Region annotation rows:
------------
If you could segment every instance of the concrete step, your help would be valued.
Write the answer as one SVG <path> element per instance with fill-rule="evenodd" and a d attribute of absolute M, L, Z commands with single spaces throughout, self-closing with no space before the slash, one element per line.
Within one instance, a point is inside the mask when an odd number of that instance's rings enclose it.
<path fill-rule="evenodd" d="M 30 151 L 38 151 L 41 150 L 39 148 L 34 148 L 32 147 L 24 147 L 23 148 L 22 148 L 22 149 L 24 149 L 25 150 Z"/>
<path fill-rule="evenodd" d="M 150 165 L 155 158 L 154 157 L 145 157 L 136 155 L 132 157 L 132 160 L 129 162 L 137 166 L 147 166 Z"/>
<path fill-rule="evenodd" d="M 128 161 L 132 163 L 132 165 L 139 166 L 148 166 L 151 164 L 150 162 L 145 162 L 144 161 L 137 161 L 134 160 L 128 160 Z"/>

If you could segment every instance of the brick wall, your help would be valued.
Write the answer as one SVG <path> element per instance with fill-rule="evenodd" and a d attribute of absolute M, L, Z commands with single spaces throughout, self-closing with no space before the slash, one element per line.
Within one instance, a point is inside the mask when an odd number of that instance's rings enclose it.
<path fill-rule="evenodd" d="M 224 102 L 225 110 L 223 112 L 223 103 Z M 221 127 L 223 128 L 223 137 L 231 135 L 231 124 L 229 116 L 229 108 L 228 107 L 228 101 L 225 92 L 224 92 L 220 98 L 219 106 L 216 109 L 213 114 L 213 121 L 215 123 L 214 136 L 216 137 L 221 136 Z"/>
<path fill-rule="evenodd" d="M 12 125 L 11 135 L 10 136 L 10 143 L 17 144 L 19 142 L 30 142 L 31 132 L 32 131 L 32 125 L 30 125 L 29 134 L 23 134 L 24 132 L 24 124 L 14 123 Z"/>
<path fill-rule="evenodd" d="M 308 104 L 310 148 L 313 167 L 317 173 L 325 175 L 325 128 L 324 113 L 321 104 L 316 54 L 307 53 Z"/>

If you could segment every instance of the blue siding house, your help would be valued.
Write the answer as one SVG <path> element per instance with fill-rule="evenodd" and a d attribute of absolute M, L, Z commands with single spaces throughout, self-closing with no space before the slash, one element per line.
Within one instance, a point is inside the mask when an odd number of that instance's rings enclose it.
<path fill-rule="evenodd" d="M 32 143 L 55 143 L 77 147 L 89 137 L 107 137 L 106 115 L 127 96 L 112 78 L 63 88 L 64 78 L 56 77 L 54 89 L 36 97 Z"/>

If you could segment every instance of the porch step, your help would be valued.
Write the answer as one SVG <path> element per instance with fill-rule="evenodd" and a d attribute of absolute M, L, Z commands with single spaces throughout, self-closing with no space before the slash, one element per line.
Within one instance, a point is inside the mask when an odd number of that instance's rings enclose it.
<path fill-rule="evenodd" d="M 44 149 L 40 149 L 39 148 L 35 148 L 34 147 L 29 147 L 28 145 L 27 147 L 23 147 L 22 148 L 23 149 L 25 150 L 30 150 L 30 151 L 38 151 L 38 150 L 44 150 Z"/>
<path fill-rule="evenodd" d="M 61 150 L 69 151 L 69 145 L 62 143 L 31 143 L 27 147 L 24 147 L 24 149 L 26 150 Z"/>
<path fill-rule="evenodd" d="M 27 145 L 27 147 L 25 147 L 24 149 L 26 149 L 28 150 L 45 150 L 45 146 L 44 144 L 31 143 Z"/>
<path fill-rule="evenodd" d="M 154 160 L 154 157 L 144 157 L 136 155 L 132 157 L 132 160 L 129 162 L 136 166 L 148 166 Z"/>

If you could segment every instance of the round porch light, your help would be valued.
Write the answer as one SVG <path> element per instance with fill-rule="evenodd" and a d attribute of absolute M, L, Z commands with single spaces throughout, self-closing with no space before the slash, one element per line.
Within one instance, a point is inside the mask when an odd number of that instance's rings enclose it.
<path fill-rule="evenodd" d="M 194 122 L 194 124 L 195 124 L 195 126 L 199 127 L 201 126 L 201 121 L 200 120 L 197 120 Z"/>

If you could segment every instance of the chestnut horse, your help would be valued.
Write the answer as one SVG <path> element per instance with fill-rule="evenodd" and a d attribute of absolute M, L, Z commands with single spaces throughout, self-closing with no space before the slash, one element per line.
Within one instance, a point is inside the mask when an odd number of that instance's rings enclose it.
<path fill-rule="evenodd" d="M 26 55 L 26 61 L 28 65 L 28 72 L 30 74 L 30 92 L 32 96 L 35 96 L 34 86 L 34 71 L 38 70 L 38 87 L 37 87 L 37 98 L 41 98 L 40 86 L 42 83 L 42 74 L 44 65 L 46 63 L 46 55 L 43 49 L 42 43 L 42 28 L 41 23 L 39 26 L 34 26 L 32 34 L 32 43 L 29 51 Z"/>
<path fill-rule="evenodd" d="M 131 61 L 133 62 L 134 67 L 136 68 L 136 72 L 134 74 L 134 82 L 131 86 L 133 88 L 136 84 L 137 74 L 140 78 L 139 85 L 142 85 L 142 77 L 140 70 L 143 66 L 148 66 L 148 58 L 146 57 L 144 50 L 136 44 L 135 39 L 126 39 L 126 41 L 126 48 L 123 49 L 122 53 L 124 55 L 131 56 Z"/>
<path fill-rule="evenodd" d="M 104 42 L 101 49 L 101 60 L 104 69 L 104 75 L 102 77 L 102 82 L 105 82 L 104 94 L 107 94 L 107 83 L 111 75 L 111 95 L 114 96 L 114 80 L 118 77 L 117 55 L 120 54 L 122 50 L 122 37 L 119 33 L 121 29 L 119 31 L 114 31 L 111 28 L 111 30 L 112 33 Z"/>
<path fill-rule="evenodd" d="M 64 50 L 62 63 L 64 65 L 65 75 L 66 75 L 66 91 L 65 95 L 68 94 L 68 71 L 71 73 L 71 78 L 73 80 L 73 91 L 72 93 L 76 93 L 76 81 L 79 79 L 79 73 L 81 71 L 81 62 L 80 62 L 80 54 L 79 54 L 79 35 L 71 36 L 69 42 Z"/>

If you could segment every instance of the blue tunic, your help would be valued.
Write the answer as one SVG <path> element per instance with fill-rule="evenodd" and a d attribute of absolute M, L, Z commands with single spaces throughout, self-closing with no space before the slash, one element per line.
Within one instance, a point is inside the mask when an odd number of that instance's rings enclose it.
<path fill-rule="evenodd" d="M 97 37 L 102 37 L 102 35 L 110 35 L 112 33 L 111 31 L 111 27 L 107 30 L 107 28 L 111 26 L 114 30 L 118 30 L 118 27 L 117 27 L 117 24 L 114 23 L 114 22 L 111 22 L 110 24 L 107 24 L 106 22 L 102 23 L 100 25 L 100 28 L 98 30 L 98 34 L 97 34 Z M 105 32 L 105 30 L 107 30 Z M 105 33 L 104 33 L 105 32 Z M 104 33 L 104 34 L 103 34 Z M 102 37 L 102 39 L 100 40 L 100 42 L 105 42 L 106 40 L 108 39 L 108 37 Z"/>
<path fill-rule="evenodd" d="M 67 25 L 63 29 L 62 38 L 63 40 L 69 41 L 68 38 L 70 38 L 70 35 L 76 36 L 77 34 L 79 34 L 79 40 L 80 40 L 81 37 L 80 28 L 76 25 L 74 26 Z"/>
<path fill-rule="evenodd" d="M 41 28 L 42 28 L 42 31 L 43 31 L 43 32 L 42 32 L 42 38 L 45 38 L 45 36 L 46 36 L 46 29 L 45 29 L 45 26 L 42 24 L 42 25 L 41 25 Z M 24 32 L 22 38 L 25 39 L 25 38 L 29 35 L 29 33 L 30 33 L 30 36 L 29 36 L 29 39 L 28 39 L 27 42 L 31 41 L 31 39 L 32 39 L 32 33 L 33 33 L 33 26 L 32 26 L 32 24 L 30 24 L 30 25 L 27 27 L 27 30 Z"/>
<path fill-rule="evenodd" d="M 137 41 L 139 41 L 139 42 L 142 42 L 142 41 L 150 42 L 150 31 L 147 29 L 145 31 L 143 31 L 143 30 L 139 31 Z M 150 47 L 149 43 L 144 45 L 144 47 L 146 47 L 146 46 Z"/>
------------
**What you should do**
Please copy the lines from the one containing "If you could segment every instance of the chestnut" through the one containing "64 50 L 62 63", both included, without changing anything.

**The solution**
If you could segment every instance of the chestnut horse, your help would be valued.
Write the answer as one SVG <path> element per instance with fill-rule="evenodd" and a d attribute of absolute M, L, Z commands with single spaces throughout, self-closing with no space before the slash, one element per line.
Within one instance, a point is inside the mask when an odd number of that instance's rings enclose it.
<path fill-rule="evenodd" d="M 26 55 L 26 61 L 28 65 L 28 72 L 30 74 L 30 92 L 32 96 L 35 96 L 34 86 L 34 71 L 38 70 L 38 87 L 37 87 L 37 98 L 41 98 L 40 86 L 42 83 L 42 74 L 44 65 L 46 63 L 46 55 L 43 49 L 42 43 L 42 28 L 41 23 L 39 26 L 34 26 L 32 34 L 32 43 L 29 51 Z"/>
<path fill-rule="evenodd" d="M 131 61 L 133 62 L 134 67 L 136 68 L 136 72 L 134 74 L 134 82 L 131 86 L 133 88 L 136 84 L 137 74 L 140 78 L 139 85 L 142 85 L 142 77 L 140 70 L 143 66 L 148 66 L 148 58 L 146 57 L 144 50 L 136 44 L 135 39 L 126 39 L 126 41 L 126 48 L 123 49 L 122 53 L 124 55 L 131 56 Z"/>
<path fill-rule="evenodd" d="M 104 42 L 101 49 L 101 60 L 104 69 L 104 75 L 102 77 L 102 82 L 105 82 L 104 94 L 107 94 L 107 83 L 111 75 L 111 95 L 114 96 L 114 80 L 118 77 L 117 55 L 120 54 L 122 50 L 122 37 L 119 33 L 121 29 L 119 31 L 114 31 L 111 28 L 111 30 L 112 33 Z"/>
<path fill-rule="evenodd" d="M 64 50 L 62 63 L 64 65 L 65 75 L 66 75 L 66 91 L 65 95 L 68 94 L 68 71 L 71 73 L 71 78 L 73 80 L 73 91 L 72 93 L 76 93 L 76 81 L 79 79 L 79 73 L 81 71 L 81 62 L 80 62 L 80 54 L 79 54 L 79 35 L 71 36 L 69 42 Z"/>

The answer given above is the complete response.